Problem requirements
Reproduce the records below exactly, leaving out any pictures.

━━━━━━━━━━━━━━━━━━━━

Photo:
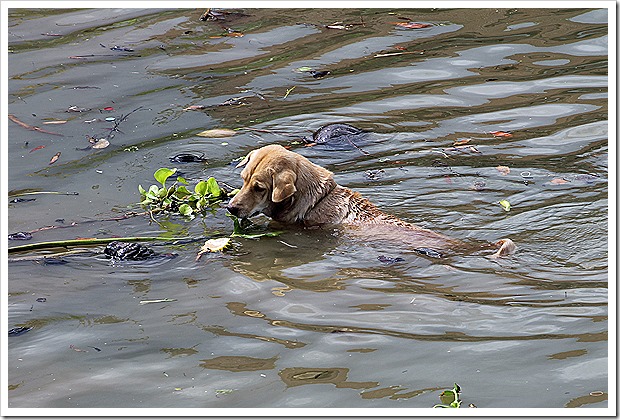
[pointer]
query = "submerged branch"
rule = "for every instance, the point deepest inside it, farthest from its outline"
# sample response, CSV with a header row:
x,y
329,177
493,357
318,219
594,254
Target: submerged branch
x,y
94,241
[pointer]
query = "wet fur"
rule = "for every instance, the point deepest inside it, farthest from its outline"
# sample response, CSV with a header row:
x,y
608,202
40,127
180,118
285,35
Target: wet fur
x,y
290,189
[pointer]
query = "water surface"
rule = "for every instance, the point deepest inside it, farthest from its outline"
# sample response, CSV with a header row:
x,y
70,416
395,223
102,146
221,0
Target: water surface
x,y
313,318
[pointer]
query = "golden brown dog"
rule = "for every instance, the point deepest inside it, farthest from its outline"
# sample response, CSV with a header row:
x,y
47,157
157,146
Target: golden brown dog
x,y
290,189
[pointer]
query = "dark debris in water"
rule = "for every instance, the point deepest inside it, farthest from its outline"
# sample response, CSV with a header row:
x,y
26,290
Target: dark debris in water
x,y
188,157
14,332
128,251
428,252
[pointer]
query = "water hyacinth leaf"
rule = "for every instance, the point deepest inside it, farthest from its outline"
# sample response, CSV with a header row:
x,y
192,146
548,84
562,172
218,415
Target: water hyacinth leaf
x,y
162,174
185,209
213,188
201,188
182,192
153,191
505,205
217,133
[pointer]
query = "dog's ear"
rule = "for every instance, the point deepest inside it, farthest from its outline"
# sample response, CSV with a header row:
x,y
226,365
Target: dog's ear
x,y
245,160
283,185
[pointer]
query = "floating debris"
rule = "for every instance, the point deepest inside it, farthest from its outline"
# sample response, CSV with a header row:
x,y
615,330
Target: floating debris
x,y
14,332
429,252
127,251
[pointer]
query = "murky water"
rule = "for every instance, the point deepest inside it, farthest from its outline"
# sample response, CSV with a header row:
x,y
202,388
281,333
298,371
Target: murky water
x,y
312,318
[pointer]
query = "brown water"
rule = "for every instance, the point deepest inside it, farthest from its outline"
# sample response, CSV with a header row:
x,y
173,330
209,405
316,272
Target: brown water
x,y
311,319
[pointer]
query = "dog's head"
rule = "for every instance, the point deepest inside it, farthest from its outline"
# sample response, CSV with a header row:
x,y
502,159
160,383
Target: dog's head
x,y
279,183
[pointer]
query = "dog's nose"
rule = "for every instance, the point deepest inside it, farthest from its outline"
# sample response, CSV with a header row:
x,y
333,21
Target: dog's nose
x,y
234,210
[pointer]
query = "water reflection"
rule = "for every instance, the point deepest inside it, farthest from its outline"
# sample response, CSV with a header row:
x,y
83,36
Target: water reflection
x,y
247,328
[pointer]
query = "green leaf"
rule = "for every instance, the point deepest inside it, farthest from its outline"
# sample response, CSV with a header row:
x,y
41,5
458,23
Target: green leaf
x,y
182,192
162,174
202,203
213,188
153,190
201,188
185,209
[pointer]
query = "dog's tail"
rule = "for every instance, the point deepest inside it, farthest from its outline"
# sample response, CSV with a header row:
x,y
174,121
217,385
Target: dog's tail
x,y
506,247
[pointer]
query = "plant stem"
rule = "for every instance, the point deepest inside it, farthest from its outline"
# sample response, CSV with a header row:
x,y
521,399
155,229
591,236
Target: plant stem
x,y
93,241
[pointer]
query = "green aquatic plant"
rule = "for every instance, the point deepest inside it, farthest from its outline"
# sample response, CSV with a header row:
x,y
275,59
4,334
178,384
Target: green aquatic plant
x,y
177,198
450,398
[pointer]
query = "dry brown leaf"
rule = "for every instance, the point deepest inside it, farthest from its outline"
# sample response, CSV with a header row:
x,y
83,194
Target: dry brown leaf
x,y
217,133
461,142
558,181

━━━━━━━━━━━━━━━━━━━━

Output of the exercise
Photo:
[pointer]
query = "submerged branch"
rule = "for every instance, the point deepest inside it, farthest from its outline"
# sample response, CSV with a header row:
x,y
329,177
493,357
318,219
594,254
Target: submerged branch
x,y
94,241
[pointer]
query = "wet fur"
rule = "for every instance, the point deepest inside it, farthest from its outline"
# sample response, CSV with a header row:
x,y
608,202
40,127
180,118
285,35
Target: wet fur
x,y
290,189
[pointer]
query = "water surface"
rule = "for every instance, the point deepest inside it, farthest from its outline"
# sample response, CSV with a header row:
x,y
70,416
395,223
102,146
221,0
Target: water surface
x,y
313,318
[pointer]
query = "golden brown dog"
rule = "for every instance, the point deepest inside it, farthest from its outline"
# sample response, CSV with a header row:
x,y
47,157
157,146
Target: golden brown dog
x,y
290,189
[pointer]
query = "dark debris in water"
rule = "for every instance, the point deepest inside it, farthest from its outline"
# sample response, CSV with a header row:
x,y
26,290
Target: dark debris in water
x,y
188,157
14,332
128,251
428,252
[pointer]
query = "water hyacinth leaf"
rule = "for every instance, the point deepest inside it, farthest from its outline"
# sample response, CSV with a header row:
x,y
192,146
548,84
562,172
218,415
Target: water hyacinth leaf
x,y
162,174
185,209
213,188
201,188
182,192
153,191
505,205
217,133
[pointer]
query = "dog's ear"
rule = "for every instance, the point deepest inside it, farthest from its outline"
# sample response, CSV with a header row:
x,y
226,365
Target: dog's ear
x,y
245,160
283,185
[pointer]
query = "floating debris"
rule = "for every instance, the point deepest inside it, farthest from its outline"
# sample response, CSV with a header row:
x,y
615,330
Target: floating debris
x,y
14,332
429,252
127,251
[pointer]
query = "murky water"
rule = "for every instance, the point deepest inside it, farthest from its outline"
# sample response, CSV with a header row:
x,y
202,388
281,333
298,371
Target: murky water
x,y
312,318
[pointer]
query = "brown water"
rule = "for every instance, the point deepest inside it, farthest from its outline"
# sample response, CSV with a header row:
x,y
173,330
209,405
316,272
Target: brown water
x,y
311,319
[pointer]
query = "dog's head"
rule = "for every instance, the point deepest inside it, farthest from its outline"
# sample response, CSV with a header row:
x,y
502,159
160,383
Target: dog's head
x,y
279,183
[pointer]
query = "dog's nose"
rule = "for every instance, the point deepest inside it, farthest from its outline"
# sample response, CSV with a header row:
x,y
333,21
Target: dog's nose
x,y
234,210
[pointer]
query = "water reflection"
rule = "for every instance, the point deepest inside it, farthest from its outline"
# sample response, CSV with a header row:
x,y
83,36
Target: water reflection
x,y
247,328
[pointer]
query = "green leaf"
rule = "for every instance, the point deepest inside it, farthest from its outline"
# sample response, CSV with a header row:
x,y
41,5
458,23
Target: green leaf
x,y
182,192
162,174
202,203
213,188
153,190
201,188
185,209
[pointer]
query = "dog's tail"
rule = "for every instance, the point deepest inside it, farthest from its outline"
# sample response, CSV with a header row:
x,y
174,121
217,385
Target: dog's tail
x,y
506,247
[pointer]
query = "plant stem"
rule = "for every instance, the point deepest inside it, farthest from its outline"
# sample response, CSV with a header row:
x,y
521,399
155,229
591,236
Target: plant stem
x,y
93,241
[pointer]
query = "green aquatic plant"
rule = "for every instance, the point deepest inside it, farthest from its outline"
# sample response, CSV with a header row:
x,y
275,59
4,334
178,384
Target: green aquatic plant
x,y
177,198
450,398
[pointer]
query = "dry brown leaf"
rule = "for every instance, the point deepest inside it, farthest from its outline"
# sample response, CSV with a header row:
x,y
83,194
Target: dry brown leaf
x,y
217,133
461,142
558,181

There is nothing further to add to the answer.